#### The problem
In the records that follow, find each line with the word "woman" and copy it.

#### Input material
┌────────
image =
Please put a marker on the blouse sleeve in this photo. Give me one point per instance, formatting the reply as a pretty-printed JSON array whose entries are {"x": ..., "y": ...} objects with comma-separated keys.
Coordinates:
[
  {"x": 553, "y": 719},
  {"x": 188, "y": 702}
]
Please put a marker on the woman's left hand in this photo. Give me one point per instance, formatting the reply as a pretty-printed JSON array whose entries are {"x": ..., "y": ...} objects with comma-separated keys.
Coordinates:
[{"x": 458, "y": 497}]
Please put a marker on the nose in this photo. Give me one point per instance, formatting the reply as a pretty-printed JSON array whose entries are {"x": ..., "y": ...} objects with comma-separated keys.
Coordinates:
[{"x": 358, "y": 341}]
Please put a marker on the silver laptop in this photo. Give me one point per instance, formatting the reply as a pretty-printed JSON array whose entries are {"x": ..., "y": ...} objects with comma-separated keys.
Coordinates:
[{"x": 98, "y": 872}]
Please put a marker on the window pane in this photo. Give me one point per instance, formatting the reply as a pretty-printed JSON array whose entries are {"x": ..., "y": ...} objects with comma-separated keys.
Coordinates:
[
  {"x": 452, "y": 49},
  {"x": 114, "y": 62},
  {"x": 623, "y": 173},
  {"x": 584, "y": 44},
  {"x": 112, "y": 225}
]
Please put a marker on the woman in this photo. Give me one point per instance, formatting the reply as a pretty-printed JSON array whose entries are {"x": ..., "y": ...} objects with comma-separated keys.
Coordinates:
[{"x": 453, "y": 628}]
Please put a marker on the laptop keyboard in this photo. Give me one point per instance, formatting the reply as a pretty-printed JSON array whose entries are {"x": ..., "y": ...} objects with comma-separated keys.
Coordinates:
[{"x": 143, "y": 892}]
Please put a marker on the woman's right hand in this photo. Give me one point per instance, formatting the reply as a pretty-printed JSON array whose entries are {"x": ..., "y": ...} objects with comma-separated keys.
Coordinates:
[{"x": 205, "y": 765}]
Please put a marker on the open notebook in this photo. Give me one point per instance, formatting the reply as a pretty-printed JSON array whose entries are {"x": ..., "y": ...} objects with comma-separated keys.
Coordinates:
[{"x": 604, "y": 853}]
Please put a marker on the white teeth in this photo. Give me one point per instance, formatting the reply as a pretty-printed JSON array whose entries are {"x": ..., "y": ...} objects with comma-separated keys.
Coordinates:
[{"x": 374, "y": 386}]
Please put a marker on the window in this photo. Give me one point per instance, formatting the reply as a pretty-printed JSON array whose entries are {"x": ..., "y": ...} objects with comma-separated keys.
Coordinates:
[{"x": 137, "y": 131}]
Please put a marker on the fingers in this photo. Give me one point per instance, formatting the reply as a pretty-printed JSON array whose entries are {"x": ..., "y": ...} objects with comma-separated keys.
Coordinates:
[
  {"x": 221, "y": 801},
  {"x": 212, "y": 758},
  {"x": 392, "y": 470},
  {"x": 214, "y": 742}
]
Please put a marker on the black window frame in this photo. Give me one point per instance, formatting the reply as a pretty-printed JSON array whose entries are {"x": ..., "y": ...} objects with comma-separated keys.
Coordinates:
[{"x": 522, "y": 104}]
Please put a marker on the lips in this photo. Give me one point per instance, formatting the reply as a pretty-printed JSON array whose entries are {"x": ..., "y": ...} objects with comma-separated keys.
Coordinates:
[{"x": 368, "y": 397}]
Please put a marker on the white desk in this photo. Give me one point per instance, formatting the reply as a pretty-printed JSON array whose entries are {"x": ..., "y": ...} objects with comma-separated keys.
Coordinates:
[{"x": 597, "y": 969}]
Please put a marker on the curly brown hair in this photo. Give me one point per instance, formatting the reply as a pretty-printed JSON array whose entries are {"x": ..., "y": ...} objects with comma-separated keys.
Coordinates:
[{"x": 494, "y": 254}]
└────────
#### Response
Please put a marker on the woman's left hand in this photo. Give me one point per instance, formatting the reply as a pretty-printed JSON array whose entries are {"x": ..., "y": ...} objects with comma-separated keys.
Please put a marker on the woman in this photo. Give me one point per instance, formatting the reply as a pretty-printed JSON array whose entries are {"x": ..., "y": ...} objects with comma-separated keys.
Please put a marker on the woman's right hand in this photo. Give me one point per instance, formatting the reply as a pretty-printed JSON array whose entries are {"x": ..., "y": ...} objects with comma-separated keys.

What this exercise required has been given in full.